- The problem -
Could you retype the passage on Blake's 'Playing Robots Into Heaven' tour word for word, from "The ‘Playing Robots" up to and including "the same way."?

- Page excerpt -

The ‘Playing Robots Into Heaven’ tour takes off in Milan on September 18, featuring new live shows from Blake across Europe and the US. He’s still spit balling with his band as to how to convert the new music into an exciting performance. The new tour will favour the dancier side of Blake’s discography, though there’ll still be room for the tracks his fans have come to know and love.

“Do we do mixes?…Do you really want to clap between songs? Or do you want to carry on dancing and have fun?” he ponders. “I’m trying to visualise how it’s going to be – but I think I want moments where the lights go down and there’s just a spotlight in the middle – [a] moment of reflection, and then back in. Mixing the lights up too, just to give people the feeling that they just came and saw something really special that they might not see again in the same way.

“I think it’s going to be noisy, it’s going to be rowdy! As I promote the tour I’m going to make it clear to people… bring your dancing shoes!” he quips.

Blake tells me that there are elements of the live show that can’t be performed without modular synthesis – and in bringing it forward on ‘Playing Robots Into Heaven’, his penchant for evocative songwriting takes a backseat, instead opting for messages left within his production, letting each element speak for itself.

“I often turn to chords to create [feeling]. That just comes from this obsession with chords where I just want to know exactly how to express a feeling through whatever shape of notes that is,” he says.

“To me, it’s like a language. Being able to find exactly the right word to say how you feel is really important to us – it’s how we connect with others, it’s also how we get things off our chest. That term, ‘Saying it with your whole chest’… you can do that in music too. You can speak through chords and drums.”

Emotions have always run high within Blake’s music, from the dark isolation of his debut all the way through to the woozy love songs that have catapulted him to the front of mainstream pop’s consciousness. Though he centres heavier, clubbier beats on the new album, where there are lyrics, Blake still finds room for themes of lapses in communication and the downsides of love — human emotionality alongside synthesised melodies. Our conversation turns to the ironies of dance music’s ability to balance devastation and invigoration, and the manifestation of this on the new record.

- Information provided -
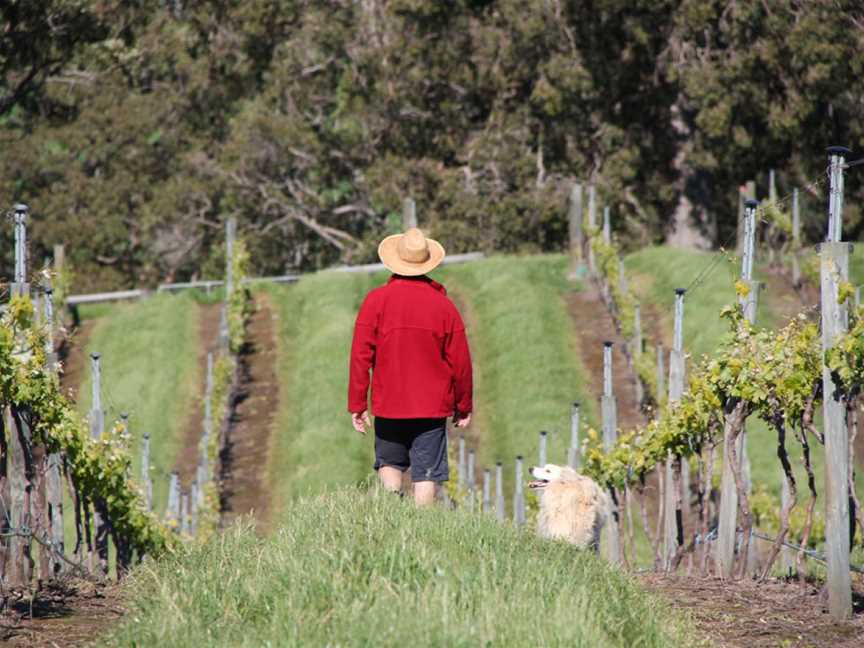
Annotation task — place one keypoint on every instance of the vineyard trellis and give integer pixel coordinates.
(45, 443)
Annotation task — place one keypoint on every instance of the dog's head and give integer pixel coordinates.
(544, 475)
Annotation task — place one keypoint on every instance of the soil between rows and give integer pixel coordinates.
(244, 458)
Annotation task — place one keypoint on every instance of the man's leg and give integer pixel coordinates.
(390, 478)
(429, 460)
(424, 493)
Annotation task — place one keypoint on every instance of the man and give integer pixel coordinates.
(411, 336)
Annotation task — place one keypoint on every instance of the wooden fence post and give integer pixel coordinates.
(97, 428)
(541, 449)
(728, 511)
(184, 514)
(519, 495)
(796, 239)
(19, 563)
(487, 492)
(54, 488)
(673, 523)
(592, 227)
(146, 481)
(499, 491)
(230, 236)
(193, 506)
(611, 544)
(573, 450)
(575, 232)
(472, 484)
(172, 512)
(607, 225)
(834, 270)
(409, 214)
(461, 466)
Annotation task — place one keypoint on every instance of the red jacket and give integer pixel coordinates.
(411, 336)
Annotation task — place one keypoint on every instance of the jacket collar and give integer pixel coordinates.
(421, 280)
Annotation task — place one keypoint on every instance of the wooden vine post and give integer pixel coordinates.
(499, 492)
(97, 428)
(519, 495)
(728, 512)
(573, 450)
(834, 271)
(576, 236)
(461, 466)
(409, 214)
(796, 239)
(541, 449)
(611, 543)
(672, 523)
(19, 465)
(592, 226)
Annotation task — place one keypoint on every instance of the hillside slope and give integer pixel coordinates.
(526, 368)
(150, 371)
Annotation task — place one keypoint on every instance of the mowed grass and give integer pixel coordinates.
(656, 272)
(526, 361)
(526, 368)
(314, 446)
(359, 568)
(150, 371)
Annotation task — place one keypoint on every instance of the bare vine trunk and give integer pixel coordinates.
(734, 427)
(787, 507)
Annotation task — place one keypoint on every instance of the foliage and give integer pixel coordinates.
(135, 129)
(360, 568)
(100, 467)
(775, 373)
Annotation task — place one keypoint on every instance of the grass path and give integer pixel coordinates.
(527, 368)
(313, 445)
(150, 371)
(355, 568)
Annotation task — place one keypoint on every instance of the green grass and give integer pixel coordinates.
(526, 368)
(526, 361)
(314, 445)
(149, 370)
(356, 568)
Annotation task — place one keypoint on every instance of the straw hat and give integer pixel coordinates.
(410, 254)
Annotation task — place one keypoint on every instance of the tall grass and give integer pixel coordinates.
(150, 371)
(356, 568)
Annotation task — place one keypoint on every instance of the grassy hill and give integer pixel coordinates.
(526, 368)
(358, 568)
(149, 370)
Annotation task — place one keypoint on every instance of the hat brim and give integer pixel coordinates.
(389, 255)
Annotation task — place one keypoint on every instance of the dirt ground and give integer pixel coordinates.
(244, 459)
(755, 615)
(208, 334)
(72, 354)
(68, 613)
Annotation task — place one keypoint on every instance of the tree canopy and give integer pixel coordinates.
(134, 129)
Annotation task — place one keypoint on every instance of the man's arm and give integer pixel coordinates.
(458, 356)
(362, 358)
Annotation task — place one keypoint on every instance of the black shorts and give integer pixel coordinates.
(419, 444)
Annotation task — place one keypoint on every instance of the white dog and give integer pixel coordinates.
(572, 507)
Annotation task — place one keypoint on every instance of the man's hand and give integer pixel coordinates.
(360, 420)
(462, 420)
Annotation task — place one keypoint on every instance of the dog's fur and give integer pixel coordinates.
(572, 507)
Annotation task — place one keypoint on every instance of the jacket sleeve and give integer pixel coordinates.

==

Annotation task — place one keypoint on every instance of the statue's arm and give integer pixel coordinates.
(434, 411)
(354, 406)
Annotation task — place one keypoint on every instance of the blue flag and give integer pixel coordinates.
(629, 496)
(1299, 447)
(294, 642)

- Solution for this exercise -
The ‘Playing Robots Into Heaven’ tour takes off in Milan on September 18, featuring new live shows from Blake across Europe and the US. He’s still spit balling with his band as to how to convert the new music into an exciting performance. The new tour will favour the dancier side of Blake’s discography, though there’ll still be room for the tracks his fans have come to know and love.

“Do we do mixes?…Do you really want to clap between songs? Or do you want to carry on dancing and have fun?” he ponders. “I’m trying to visualise how it’s going to be – but I think I want moments where the lights go down and there’s just a spotlight in the middle – [a] moment of reflection, and then back in. Mixing the lights up too, just to give people the feeling that they just came and saw something really special that they might not see again in the same way.